→ ABOUT THIS TASK:
Transcribe, word for word and with nothing extra, the line containing "target | blue yoga mat" and each line that comes after it in the entries.

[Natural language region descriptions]
▼▼▼

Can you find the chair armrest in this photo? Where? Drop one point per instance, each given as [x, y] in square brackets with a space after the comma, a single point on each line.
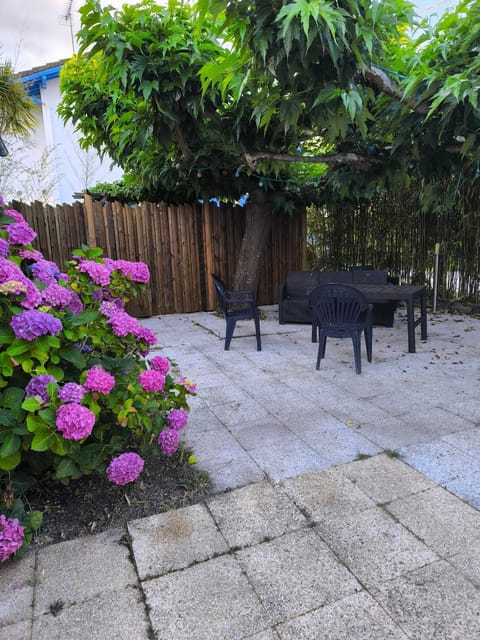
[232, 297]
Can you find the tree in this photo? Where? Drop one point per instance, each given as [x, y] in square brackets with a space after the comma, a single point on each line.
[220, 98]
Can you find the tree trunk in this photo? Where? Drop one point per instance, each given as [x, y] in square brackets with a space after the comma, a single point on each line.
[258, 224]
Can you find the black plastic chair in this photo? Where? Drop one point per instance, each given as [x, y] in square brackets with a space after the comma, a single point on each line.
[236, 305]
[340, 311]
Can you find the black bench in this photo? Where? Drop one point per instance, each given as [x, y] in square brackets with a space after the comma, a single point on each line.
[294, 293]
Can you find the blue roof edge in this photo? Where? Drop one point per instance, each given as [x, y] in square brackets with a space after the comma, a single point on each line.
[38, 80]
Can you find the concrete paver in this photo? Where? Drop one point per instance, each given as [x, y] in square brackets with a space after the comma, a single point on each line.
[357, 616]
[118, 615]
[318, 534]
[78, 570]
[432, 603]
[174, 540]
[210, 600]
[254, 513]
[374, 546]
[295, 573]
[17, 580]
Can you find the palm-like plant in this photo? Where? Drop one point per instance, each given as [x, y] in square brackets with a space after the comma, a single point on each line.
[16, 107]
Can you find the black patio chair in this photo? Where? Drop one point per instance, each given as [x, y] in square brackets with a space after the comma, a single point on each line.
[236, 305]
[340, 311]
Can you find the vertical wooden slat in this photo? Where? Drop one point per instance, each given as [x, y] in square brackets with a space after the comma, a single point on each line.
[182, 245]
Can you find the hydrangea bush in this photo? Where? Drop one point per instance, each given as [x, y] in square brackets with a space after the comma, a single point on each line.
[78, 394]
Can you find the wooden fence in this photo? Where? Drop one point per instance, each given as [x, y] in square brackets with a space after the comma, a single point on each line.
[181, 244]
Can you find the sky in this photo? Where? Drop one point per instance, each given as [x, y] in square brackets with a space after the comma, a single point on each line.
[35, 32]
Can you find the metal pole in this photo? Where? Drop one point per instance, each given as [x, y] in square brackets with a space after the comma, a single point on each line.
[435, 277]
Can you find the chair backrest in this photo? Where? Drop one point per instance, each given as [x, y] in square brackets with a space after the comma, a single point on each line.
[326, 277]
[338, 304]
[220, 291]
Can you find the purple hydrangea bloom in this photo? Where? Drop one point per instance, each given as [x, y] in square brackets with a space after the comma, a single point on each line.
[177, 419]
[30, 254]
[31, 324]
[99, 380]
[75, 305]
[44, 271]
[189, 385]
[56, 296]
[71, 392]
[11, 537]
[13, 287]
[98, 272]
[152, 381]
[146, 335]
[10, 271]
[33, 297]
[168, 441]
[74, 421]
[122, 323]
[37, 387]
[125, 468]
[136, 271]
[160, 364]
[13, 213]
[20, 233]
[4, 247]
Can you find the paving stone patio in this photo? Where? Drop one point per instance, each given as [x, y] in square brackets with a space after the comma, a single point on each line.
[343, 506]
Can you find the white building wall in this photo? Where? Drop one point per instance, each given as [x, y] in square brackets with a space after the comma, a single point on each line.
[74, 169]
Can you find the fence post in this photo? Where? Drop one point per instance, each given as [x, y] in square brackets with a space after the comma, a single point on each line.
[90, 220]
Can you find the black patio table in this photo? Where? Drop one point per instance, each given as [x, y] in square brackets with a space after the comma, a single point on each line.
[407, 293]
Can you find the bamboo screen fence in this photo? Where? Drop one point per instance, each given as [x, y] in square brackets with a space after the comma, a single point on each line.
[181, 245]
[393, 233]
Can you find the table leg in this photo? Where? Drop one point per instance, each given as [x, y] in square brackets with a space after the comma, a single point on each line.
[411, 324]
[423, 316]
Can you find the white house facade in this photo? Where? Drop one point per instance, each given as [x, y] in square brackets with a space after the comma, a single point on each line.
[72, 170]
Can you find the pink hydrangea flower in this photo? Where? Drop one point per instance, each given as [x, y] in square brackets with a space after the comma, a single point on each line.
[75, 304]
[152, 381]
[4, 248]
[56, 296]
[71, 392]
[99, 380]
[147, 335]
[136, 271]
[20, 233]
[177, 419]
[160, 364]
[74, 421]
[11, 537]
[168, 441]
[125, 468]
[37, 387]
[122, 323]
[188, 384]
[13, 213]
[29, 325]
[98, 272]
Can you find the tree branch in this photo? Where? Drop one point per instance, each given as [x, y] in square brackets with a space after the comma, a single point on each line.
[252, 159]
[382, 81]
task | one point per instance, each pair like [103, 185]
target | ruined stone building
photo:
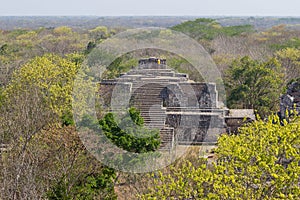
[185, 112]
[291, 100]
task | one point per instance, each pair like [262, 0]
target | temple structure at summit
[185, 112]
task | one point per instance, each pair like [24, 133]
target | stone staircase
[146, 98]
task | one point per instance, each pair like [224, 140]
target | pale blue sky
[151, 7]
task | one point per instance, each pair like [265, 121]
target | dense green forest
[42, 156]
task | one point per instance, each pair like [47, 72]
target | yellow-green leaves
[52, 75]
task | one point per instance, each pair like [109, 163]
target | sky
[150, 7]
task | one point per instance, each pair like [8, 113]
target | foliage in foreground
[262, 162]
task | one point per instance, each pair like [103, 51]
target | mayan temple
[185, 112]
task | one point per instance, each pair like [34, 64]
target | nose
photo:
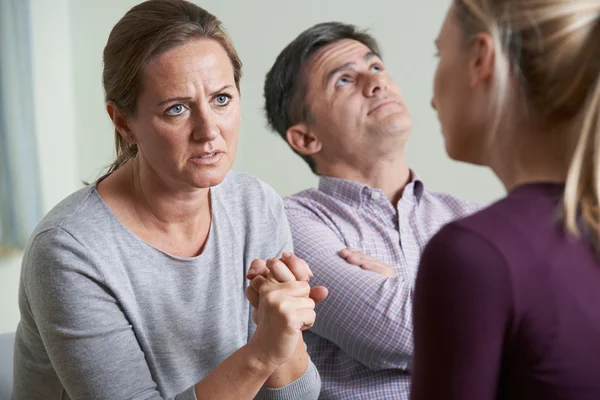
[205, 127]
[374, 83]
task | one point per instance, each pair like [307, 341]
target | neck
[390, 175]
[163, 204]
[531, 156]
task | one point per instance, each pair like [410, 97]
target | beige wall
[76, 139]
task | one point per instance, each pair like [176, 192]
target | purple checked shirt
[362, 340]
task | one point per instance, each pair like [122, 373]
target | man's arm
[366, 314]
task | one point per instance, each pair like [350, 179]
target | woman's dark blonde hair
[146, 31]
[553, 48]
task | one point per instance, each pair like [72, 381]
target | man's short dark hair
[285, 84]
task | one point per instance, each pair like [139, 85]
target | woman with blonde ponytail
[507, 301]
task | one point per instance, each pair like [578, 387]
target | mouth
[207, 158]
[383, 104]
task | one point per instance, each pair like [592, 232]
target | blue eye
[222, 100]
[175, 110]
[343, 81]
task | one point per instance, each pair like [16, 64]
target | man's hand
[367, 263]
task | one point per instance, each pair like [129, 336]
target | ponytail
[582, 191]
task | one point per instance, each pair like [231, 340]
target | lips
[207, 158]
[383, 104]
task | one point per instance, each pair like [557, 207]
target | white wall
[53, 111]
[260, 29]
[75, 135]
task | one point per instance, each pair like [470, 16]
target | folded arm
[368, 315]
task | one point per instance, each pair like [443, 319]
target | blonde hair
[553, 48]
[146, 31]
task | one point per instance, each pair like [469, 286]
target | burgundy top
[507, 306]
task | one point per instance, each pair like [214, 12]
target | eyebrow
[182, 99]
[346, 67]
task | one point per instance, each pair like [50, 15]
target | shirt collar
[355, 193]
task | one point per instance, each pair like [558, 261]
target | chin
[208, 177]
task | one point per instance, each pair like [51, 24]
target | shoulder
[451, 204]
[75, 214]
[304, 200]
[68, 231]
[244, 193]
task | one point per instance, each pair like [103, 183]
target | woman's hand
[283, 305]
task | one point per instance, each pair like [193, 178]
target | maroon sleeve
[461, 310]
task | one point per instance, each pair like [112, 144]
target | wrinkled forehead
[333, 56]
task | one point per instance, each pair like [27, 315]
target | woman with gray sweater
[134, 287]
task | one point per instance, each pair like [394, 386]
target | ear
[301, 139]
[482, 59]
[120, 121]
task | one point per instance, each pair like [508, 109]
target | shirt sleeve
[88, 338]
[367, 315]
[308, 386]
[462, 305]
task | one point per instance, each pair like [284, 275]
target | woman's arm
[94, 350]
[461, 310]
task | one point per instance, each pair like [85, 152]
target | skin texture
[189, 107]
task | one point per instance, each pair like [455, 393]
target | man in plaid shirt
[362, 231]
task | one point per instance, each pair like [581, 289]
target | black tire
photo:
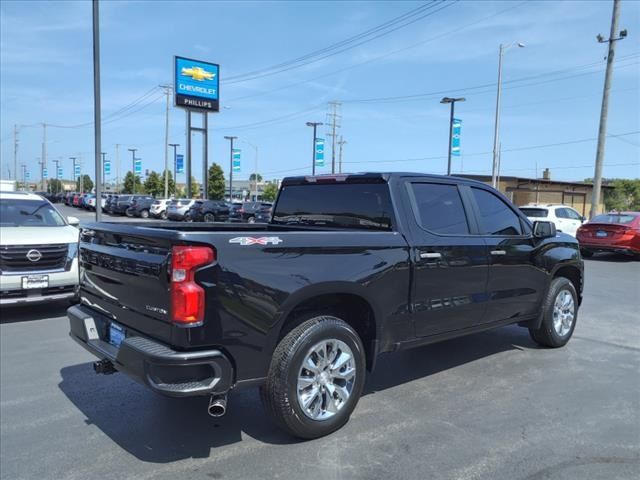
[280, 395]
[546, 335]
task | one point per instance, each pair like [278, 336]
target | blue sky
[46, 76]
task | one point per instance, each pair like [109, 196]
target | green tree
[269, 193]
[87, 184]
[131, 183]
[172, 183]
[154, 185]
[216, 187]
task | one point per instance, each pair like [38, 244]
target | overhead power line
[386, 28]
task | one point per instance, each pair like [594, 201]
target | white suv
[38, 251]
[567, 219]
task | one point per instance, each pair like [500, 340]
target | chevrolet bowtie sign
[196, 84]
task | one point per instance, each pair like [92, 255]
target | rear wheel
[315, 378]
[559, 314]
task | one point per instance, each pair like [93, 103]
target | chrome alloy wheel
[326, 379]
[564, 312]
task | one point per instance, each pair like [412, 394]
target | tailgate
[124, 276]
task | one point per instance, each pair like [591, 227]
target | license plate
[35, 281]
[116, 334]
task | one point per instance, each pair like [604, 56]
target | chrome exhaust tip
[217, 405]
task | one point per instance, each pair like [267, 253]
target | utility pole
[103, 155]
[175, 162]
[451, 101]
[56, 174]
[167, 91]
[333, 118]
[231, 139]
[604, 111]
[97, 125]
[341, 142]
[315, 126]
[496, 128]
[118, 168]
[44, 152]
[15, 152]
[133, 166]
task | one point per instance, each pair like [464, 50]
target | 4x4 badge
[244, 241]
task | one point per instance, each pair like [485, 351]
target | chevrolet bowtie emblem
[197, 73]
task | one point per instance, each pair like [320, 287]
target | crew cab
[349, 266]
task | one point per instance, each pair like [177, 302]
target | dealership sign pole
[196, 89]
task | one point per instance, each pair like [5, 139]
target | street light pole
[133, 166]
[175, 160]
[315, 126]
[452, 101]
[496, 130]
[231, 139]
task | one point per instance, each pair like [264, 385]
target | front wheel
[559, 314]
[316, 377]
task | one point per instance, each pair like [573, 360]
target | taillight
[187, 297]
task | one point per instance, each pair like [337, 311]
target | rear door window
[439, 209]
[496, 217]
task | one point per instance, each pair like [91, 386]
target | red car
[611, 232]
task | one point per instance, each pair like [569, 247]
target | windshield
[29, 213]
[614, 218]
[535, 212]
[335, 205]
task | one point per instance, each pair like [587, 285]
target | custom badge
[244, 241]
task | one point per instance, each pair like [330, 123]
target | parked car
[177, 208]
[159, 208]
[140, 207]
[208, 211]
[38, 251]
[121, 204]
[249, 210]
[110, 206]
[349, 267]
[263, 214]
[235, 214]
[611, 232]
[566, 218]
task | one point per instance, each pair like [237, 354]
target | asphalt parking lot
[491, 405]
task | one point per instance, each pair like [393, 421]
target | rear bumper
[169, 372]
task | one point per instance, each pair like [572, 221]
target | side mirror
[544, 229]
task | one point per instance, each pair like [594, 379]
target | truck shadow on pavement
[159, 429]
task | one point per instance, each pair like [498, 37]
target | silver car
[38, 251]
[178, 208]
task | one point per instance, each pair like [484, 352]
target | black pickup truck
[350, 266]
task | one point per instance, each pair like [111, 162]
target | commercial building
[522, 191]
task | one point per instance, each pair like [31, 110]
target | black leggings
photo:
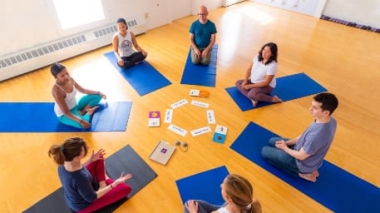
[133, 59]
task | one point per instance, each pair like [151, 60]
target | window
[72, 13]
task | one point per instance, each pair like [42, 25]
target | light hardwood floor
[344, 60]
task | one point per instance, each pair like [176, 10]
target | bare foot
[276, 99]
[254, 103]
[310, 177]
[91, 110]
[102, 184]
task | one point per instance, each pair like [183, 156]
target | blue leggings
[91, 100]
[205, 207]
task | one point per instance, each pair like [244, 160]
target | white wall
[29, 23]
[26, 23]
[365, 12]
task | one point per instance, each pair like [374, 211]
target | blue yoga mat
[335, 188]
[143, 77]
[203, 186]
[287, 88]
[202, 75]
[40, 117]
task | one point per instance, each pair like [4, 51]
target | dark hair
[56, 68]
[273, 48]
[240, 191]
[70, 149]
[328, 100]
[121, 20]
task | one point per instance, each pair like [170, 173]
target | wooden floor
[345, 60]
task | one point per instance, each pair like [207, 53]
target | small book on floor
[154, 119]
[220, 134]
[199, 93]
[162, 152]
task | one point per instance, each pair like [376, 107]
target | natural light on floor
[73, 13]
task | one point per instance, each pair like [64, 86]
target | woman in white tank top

▲▲▲

→ EXERCISE RESULT:
target | blue yoga mat
[335, 188]
[143, 77]
[203, 186]
[287, 88]
[202, 75]
[40, 117]
task | one point per instance, each pair like [4, 51]
target | dark hair
[56, 68]
[273, 48]
[240, 191]
[70, 149]
[328, 100]
[121, 20]
task | one point per instance, each pair like [170, 173]
target | wooden floor
[345, 60]
task | one point per instance, each pair like [207, 53]
target | small book on floor
[154, 119]
[220, 134]
[199, 93]
[162, 152]
task | one point per instance, each pair like [376, 107]
target | natural light on floor
[73, 13]
task | one point per instance, each pair like [64, 86]
target | woman in white tank top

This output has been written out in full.